## [THE REQUEST]
Begin at the line below that contains "like [141, 541].". Repeat it and all remaining lines of the records exactly.

(Named-object pointing records)
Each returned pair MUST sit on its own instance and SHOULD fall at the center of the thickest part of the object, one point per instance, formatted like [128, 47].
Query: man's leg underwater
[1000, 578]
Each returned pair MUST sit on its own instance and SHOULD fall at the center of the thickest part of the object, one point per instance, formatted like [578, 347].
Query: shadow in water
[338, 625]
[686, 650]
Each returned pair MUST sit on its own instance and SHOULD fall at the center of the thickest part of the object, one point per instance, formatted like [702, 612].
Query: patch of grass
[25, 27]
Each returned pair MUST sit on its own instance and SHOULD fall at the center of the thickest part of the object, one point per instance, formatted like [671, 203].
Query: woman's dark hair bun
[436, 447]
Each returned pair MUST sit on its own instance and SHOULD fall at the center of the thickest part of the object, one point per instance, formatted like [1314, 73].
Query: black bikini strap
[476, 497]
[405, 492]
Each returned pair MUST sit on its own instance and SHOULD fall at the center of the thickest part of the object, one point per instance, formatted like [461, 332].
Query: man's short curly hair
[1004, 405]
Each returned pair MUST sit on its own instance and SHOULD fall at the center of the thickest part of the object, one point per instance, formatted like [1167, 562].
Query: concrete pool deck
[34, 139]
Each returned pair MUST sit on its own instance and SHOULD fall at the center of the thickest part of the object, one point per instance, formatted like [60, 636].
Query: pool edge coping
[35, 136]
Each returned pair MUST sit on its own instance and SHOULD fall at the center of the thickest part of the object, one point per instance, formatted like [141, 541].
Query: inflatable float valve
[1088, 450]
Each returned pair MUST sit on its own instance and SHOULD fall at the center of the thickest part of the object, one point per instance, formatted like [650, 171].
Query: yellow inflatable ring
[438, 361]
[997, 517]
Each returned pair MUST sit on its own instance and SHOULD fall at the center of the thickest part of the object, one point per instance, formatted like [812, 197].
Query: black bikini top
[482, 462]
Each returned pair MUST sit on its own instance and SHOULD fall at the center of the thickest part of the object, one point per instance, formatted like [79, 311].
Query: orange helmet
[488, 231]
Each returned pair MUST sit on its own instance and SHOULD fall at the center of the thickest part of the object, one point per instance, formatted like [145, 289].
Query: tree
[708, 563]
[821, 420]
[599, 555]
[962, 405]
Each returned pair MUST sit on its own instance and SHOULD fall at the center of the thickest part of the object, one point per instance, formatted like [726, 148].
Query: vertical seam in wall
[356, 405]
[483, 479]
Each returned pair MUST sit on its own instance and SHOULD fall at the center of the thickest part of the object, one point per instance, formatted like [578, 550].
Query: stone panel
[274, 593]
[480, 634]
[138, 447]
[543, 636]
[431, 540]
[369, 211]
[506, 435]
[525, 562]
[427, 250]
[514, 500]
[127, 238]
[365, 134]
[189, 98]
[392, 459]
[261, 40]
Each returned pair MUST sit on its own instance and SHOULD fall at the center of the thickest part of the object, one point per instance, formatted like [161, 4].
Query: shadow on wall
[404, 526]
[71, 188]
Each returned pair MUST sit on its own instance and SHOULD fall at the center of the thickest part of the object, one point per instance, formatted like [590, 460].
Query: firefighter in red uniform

## [RESULT OF THE EXERCISE]
Each returned pair MUST sit on its own instance and SHOULD fall at the center of the thickest part of the object, one point per instance, formatted like [141, 541].
Query: inflatable float valve
[1088, 450]
Each returned pair MUST sit on its own instance and SHOULD fall at the center of the thickest part of the object, one point per instance, formatted like [650, 171].
Query: yellow inflatable ring
[438, 361]
[997, 517]
Each returned pair MUST sit on its own instance and SHOULD fall at the center of the thickest part of the object, one point per instance, formatted like [812, 197].
Query: black bikini top
[482, 462]
Each returned pair MUST sit on its own instance and SHOULD fall at the center of the thickest part of the object, one point per instance, formatted like [79, 311].
Query: orange helmet
[488, 231]
Each returned pair MUST sit on its own instance and SHOULD fall at the center of the thickest part of the object, one point per instance, formatted like [145, 289].
Query: tree
[708, 563]
[821, 420]
[599, 555]
[962, 405]
Each returned pair MUST sit on its own instance and SHOULD fall at the center of the thickest part of the object, one point per instance, formatted like [726, 148].
Query: vertical seam in wall
[356, 405]
[483, 479]
Each returned pair MUST sit on its own instance and SHOULD fall at the center of the thickest part of the object, one point per instance, formatted like [578, 550].
Query: stone panel
[274, 593]
[480, 634]
[138, 447]
[543, 636]
[431, 540]
[369, 211]
[506, 435]
[525, 562]
[427, 250]
[514, 500]
[127, 238]
[365, 134]
[189, 98]
[392, 459]
[261, 40]
Each returned pair MUST sit on its own instance and SHOULD fall at the center of the thickest part of the object, one point per instance, formatted like [161, 4].
Query: shadow on wall
[404, 526]
[71, 188]
Each returned pair MUST sit on its own instance and SHOULD fall at the center of the thickest part of the object, one point per instance, formatted like [590, 460].
Query: firefighter in red uniform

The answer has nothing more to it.